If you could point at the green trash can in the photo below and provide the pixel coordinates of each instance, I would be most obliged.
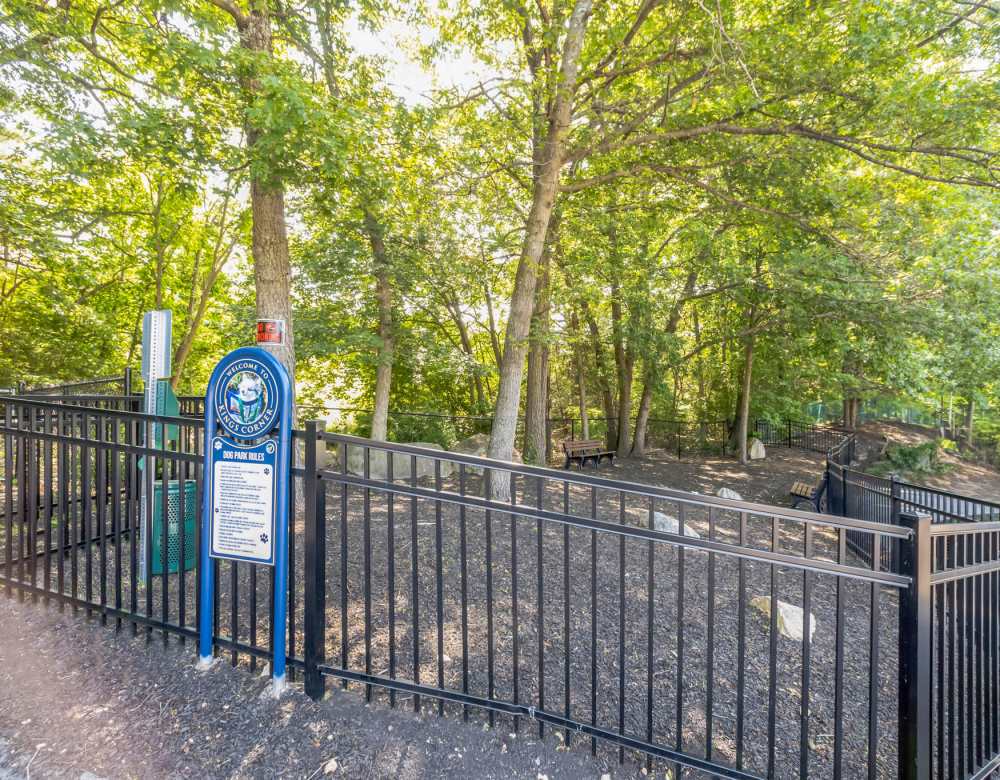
(174, 512)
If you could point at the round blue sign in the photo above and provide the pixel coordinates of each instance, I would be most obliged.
(246, 398)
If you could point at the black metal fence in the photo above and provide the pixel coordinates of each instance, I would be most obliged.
(712, 637)
(834, 442)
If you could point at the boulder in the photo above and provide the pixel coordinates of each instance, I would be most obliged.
(401, 462)
(790, 617)
(669, 524)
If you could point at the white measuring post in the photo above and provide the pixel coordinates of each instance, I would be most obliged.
(156, 337)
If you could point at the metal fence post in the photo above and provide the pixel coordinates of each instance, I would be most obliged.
(315, 562)
(915, 645)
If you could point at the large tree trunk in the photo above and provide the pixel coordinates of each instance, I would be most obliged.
(743, 423)
(642, 418)
(536, 399)
(649, 370)
(455, 310)
(544, 191)
(581, 377)
(624, 365)
(272, 269)
(386, 348)
(607, 399)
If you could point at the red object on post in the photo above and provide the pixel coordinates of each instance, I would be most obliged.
(270, 331)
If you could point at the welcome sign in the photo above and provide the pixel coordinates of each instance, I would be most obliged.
(248, 433)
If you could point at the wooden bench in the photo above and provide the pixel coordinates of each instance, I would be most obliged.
(583, 450)
(804, 492)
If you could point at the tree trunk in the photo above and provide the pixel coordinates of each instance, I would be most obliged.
(272, 269)
(642, 418)
(607, 399)
(742, 427)
(581, 384)
(386, 348)
(479, 394)
(544, 191)
(624, 365)
(535, 429)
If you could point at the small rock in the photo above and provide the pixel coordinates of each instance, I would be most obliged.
(669, 524)
(790, 617)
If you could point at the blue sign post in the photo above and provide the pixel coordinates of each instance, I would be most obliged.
(248, 446)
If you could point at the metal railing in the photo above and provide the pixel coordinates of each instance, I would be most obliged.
(654, 623)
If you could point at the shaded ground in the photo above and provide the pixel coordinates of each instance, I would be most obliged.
(961, 476)
(78, 698)
(600, 611)
(767, 481)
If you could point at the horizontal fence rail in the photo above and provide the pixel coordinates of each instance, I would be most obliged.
(692, 633)
(629, 618)
(619, 614)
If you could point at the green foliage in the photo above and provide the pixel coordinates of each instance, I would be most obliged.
(816, 179)
(911, 461)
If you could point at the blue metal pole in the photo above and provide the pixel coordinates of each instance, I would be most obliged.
(206, 570)
(280, 606)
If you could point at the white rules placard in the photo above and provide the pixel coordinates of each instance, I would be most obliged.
(243, 483)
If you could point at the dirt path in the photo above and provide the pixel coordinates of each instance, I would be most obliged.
(767, 480)
(84, 702)
(960, 476)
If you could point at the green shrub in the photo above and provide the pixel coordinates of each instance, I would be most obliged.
(910, 460)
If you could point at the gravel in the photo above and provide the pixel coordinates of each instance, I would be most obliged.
(567, 562)
(84, 702)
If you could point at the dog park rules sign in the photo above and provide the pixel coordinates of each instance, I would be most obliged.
(245, 508)
(243, 480)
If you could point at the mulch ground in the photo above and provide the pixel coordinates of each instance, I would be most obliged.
(84, 702)
(190, 721)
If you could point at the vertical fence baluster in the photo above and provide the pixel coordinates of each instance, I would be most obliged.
(490, 650)
(415, 596)
(344, 657)
(838, 663)
(541, 608)
(593, 620)
(679, 726)
(773, 652)
(391, 572)
(650, 608)
(314, 565)
(367, 544)
(516, 659)
(464, 575)
(741, 588)
(567, 658)
(439, 580)
(915, 642)
(46, 444)
(116, 515)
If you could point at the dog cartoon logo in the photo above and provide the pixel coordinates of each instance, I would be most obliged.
(246, 397)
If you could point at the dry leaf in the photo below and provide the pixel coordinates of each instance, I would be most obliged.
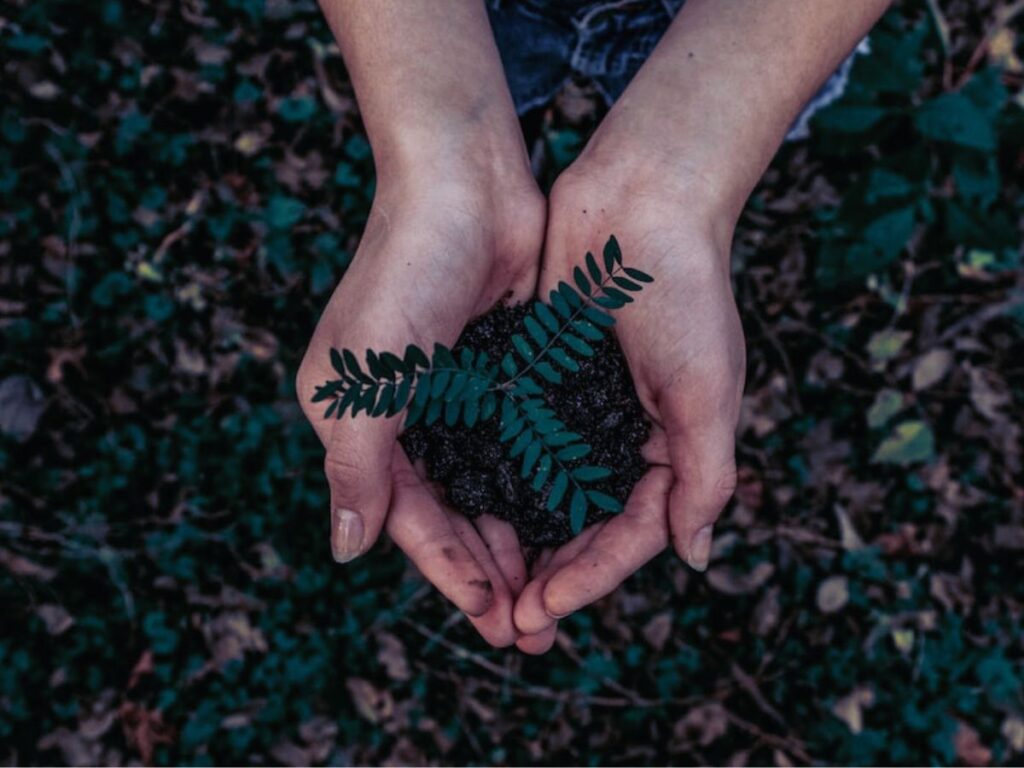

########

■ Aim of the task
Set down all the material exactly once more. No pictures.

■ Result below
If you could point at the green trash can in the photo below and provide the pixel coordinates of each instance, I would be most obliged.
(174, 512)
If you could point at the round blue sign in the photo above and provide the pixel coordinates of each instance, I would be most obliged.
(246, 398)
If you could point at the black metal fence in the photo above and provide the pixel coordinates of each instance, I would be most obliged.
(712, 637)
(834, 442)
If you could point at the boulder in the photo above and provide the pixel coordinates of each instance, I would be most obliged.
(401, 462)
(790, 617)
(669, 524)
If you could point at the white measuring post in the photo above and provide the pixel coordinates of each instance, I would be most obliged.
(156, 337)
If you could point at the metal fence post in the photo above and provide the pixel coordinates of each instance, I would be most obliged.
(315, 562)
(915, 645)
If you could point at the large tree trunk in the photo above and provide the pixel coordinates of each instance, I would be most obliged.
(743, 423)
(642, 418)
(536, 399)
(649, 370)
(455, 310)
(544, 191)
(581, 377)
(624, 365)
(272, 269)
(386, 348)
(607, 399)
If you could point at the red object on post in the photo above and provide the pixel coordinates of each instance, I would be most obliged.
(270, 331)
If you could point at the welcome sign in the photo above and provide the pixel coordinates of each instance, I would be most obliged.
(248, 433)
If you could point at the wooden bench in the photo above and provide the pixel coordinates of each instance, I would be most obliged.
(583, 450)
(804, 492)
If you could point at the tree trunk in the photo above and provide the pixel coordinates of each instance, I would be most obliged.
(272, 269)
(642, 418)
(607, 399)
(742, 427)
(581, 384)
(386, 348)
(479, 394)
(544, 191)
(624, 365)
(535, 429)
If you could point at the small rock in the photo above and provide the pixel coordinates of each instance, I would be most obliged.
(669, 524)
(790, 617)
If you could point at the blue sign post in the photo above and provide the pixel coordinates of each instance, I would be most obliged.
(248, 446)
If you could point at the metal railing in the photo above and provide the pixel coordinates of each instance, I would be most obliged.
(654, 623)
If you could point at the shaded ground in the photo above and provide the pixel coordinates of each instance, I would be most obliged.
(961, 476)
(78, 698)
(600, 611)
(767, 481)
If you could point at the horizontal fence rail in the photo above and provide the pixel coordinates of each instance, I would be most obliged.
(692, 633)
(629, 618)
(619, 614)
If you could point at the green foliage in the photo above and provide the pixel coordinates of each instance, I would be most obliged.
(816, 179)
(911, 461)
If you could point at the blue metal pole in the photo above and provide the pixel coordinates of each instance, I would be most obliged.
(206, 570)
(280, 606)
If you could point at the white rules placard in the photo above and provide the pixel coordinates of each instance, I would be most obliged.
(243, 483)
If you could point at the dirt path in the photo above and provide the pixel coordinates of each instance, I would be most obliged.
(767, 480)
(84, 702)
(960, 476)
If you could point at the green shrub in the photo above and provide the pixel coordinates of each instance, I would be most obliged.
(910, 460)
If you could point at the gravel in the photo above and provide the pixel coordinates of each instance, I would be most obliged.
(567, 562)
(84, 702)
If you could point at the dog park rules sign in the photo above and provide the pixel coordinates of each instance, I would be most obliged.
(245, 508)
(243, 480)
If you could point at the mulch ground in the photo above and provide the pixel coordinates of each instance, I would be most obliged.
(84, 702)
(190, 721)
If you could point at the vertical fence baluster in the photo above and provide the pixel coordinates of each instance, I would be most obliged.
(490, 650)
(415, 596)
(344, 657)
(838, 663)
(541, 608)
(593, 620)
(679, 726)
(773, 652)
(391, 572)
(650, 608)
(314, 565)
(367, 544)
(516, 659)
(464, 575)
(741, 588)
(567, 658)
(439, 580)
(915, 642)
(46, 444)
(116, 515)
If you could point at the dog cartoon logo in the photo above and provide the pixel coordinates of each instance, I would be most obliged.
(246, 397)
If you could point at the dry leaf in the photo below and provide the pixel coordinates of each instance, I would be most obliged.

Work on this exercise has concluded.